Problem requirements:
Locate every line in the rows that contains the word "walkway" and copy each of those lines.
━━━━━━━━━━━━━━━━━━━━
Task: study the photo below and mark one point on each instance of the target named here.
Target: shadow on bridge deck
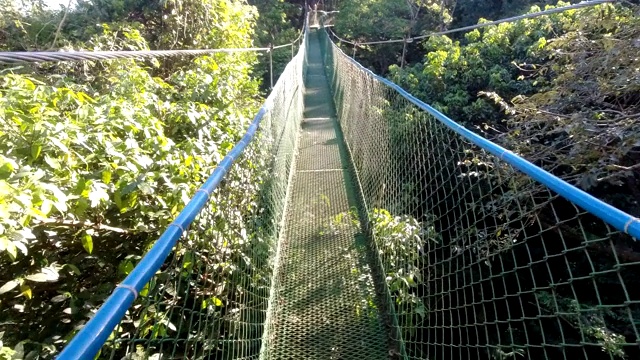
(325, 304)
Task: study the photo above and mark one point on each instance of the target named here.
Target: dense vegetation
(560, 90)
(98, 157)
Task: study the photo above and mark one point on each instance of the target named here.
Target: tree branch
(64, 17)
(82, 224)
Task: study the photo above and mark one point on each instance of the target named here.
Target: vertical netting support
(481, 261)
(211, 297)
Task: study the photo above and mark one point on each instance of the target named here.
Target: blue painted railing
(609, 214)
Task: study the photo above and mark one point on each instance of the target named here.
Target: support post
(404, 52)
(271, 63)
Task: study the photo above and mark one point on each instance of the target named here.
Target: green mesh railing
(480, 260)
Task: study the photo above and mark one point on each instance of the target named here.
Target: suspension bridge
(379, 228)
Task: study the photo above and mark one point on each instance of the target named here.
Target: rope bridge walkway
(374, 227)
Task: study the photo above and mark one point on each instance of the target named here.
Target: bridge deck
(325, 304)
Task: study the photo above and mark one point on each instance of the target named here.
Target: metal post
(271, 63)
(404, 52)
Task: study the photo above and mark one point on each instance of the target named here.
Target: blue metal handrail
(609, 214)
(90, 339)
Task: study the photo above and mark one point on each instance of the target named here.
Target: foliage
(280, 22)
(530, 86)
(97, 158)
(401, 242)
(373, 20)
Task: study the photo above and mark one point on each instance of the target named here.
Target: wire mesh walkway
(325, 300)
(393, 232)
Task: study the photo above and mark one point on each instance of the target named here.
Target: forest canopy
(98, 157)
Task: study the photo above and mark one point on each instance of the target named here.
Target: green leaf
(106, 176)
(35, 151)
(39, 277)
(9, 286)
(25, 290)
(74, 269)
(87, 243)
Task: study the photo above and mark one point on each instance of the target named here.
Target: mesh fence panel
(210, 298)
(480, 261)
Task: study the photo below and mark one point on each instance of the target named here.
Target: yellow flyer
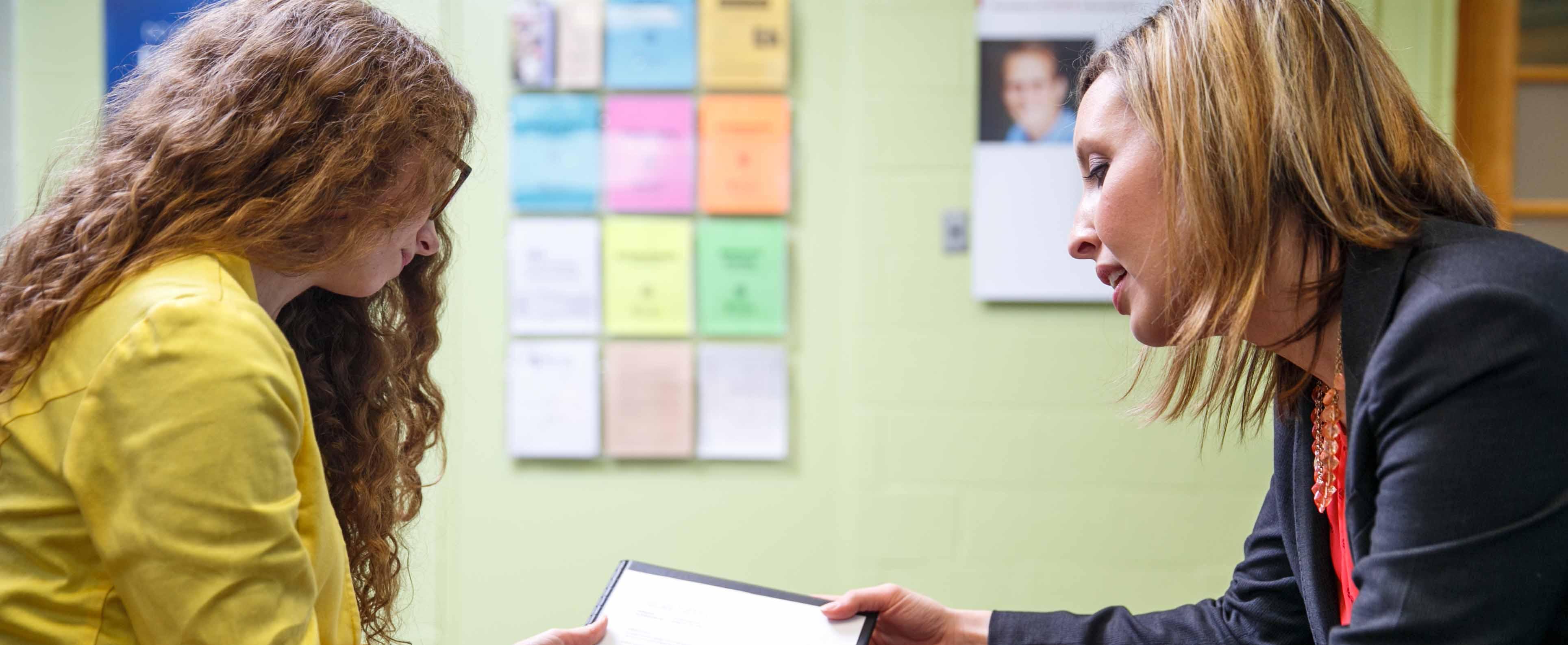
(744, 45)
(648, 277)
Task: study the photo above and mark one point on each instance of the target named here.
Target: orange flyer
(746, 154)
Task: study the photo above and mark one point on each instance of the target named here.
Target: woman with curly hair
(215, 347)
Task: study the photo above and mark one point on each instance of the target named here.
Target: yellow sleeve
(183, 459)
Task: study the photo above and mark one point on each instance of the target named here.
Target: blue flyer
(650, 45)
(556, 153)
(134, 27)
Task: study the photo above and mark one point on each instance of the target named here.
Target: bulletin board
(650, 175)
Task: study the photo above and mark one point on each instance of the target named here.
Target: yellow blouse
(161, 479)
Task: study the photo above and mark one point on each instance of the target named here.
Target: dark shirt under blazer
(1456, 352)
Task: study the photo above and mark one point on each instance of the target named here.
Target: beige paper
(648, 404)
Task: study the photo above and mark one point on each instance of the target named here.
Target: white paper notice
(1024, 198)
(552, 399)
(554, 272)
(648, 610)
(579, 56)
(742, 402)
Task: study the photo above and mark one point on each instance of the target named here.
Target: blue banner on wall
(135, 26)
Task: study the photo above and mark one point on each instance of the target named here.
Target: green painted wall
(973, 452)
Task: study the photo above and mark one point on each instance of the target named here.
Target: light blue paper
(650, 45)
(556, 153)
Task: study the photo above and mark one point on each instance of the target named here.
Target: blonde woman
(1268, 200)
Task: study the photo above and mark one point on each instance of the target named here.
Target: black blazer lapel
(1372, 282)
(1315, 570)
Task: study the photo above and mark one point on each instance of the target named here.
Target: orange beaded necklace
(1327, 426)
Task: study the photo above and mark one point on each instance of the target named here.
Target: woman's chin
(1150, 335)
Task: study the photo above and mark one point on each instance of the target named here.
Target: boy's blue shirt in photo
(1061, 131)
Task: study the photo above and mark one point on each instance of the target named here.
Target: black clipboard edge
(644, 567)
(607, 589)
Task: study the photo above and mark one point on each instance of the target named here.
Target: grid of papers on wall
(648, 249)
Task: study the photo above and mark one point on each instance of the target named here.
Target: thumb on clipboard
(587, 634)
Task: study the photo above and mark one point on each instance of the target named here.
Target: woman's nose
(426, 241)
(1084, 242)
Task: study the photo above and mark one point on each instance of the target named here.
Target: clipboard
(863, 638)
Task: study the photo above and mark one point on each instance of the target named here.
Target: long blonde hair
(274, 129)
(1272, 117)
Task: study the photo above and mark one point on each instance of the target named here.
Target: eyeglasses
(459, 176)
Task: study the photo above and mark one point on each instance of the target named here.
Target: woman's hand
(587, 634)
(910, 619)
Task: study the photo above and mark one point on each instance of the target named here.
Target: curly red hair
(275, 131)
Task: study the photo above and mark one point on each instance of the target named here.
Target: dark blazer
━━━━━━━━━━━━━━━━━━━━
Expected answer:
Target: rope bridge walkway
Target: wire mesh walkway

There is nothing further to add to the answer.